# Problems to solve:
**1.** Can you update the "Wake Up" review from "Six self-important radicals" up to and including "a coherent strategy.", with "superstore" replaced by "warehouse"?
**2.** Do these statements agree with the "Wake Up" review? Answer yes or no for each, quoting the deciding words. (a) The radicals wear animal masks. (b) Jack is Kevin's younger brother. (c) The radicals enter the store at opening time.

‘Wake Up’ (Literally) Skewers Antifa-like Radicals

Horror movies slice and dice a good portion of their casts. Audiences expect nothing less.
Some victims are so annoying, childish or arrogant that crowds cheer on their fate. It’s not cruel, just cathartic. Heck, it’s just a movie.
“Wake Up” leans into that trope, and then some. Like “The Green Inferno” before it, the victims here are rock-ribbed progressives who are far from sympathetic.
It’s hard to know who to root for in this intermittently sharp horror satire, and that’s part of the fun.
Six self-important radicals infiltrate an IKEA-style superstore at closing time. They wear animal masks and hope to damage as much property as possible before dawn.
The chain exploits animals, the rainforest and probably much more, they claim. Their rhetoric is far from streamlined. It’s more about Fighting the Man than a coherent strategy.
And if their antics go viral, even better!
They’re immature but savvy, but they never expected one of the store’s security guards to be on the edge of madness. That’s Kevin (Turlough Convery), whose volatile nature nearly gets him fired as the story opens. Now, he and his older brother Jack (Aidan O’Hare) are all that stand between the store and millions of dollars in damages.
Things could get ugly. And when a confrontation takes a deadly turn, it does.
Anouk Whissell and Yoann-Karl Whissell, part of the collective known as RKSS, make the most of the unusual setting. The chain store offers fascinating backdrops, impromptu weapons and enough space for Kevin to lurk virtually unnoticed.
And, to the delight of the Mystery Machine’s Fred, there will be traps.

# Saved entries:
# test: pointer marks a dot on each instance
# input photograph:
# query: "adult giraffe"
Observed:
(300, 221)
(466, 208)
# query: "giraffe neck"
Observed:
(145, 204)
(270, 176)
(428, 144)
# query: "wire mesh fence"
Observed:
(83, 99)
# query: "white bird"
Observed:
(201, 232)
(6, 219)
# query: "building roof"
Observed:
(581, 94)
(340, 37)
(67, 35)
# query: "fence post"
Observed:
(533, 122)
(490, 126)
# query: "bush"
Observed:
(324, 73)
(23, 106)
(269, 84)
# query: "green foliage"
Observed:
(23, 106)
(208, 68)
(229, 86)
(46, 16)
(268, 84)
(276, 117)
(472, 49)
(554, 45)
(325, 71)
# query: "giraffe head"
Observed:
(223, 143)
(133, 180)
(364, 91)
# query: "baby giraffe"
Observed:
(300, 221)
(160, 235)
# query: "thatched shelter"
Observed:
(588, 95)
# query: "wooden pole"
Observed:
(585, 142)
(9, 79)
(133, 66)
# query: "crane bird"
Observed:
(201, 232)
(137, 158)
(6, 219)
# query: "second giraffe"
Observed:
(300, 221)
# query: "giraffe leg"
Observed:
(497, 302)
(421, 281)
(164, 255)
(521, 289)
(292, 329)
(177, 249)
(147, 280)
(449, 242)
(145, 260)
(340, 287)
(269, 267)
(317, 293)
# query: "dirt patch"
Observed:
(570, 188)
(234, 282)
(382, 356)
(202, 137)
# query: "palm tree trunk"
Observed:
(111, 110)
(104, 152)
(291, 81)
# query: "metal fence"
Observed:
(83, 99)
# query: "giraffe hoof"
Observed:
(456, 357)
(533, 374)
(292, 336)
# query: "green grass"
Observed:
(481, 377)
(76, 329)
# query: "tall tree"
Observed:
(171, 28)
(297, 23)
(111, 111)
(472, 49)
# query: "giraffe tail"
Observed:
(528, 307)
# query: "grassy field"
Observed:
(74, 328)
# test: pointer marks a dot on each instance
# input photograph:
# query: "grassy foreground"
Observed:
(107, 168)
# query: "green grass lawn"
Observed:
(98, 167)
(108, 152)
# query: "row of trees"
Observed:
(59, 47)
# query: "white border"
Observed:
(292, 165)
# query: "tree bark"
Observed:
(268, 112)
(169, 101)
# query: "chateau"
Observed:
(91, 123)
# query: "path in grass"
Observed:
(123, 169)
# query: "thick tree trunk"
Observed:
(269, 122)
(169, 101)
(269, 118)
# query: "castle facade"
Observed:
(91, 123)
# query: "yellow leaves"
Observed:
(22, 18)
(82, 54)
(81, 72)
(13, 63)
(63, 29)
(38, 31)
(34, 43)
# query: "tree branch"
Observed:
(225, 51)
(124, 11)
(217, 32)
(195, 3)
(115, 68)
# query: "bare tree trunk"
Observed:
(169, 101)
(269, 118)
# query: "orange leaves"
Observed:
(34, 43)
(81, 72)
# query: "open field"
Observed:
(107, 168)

# Task solutions:
**1.**
Six self-important radicals infiltrate an IKEA-style warehouse at closing time. They wear animal masks and hope to damage as much property as possible before dawn.
The chain exploits animals, the rainforest and probably much more, they claim. Their rhetoric is far from streamlined. It’s more about Fighting the Man than a coherent strategy.

**2.**
(a) Yes: "They wear animal masks"
(b) No: "his older brother Jack (Aidan O’Hare)"
(c) No: "infiltrate an IKEA-style superstore at closing time"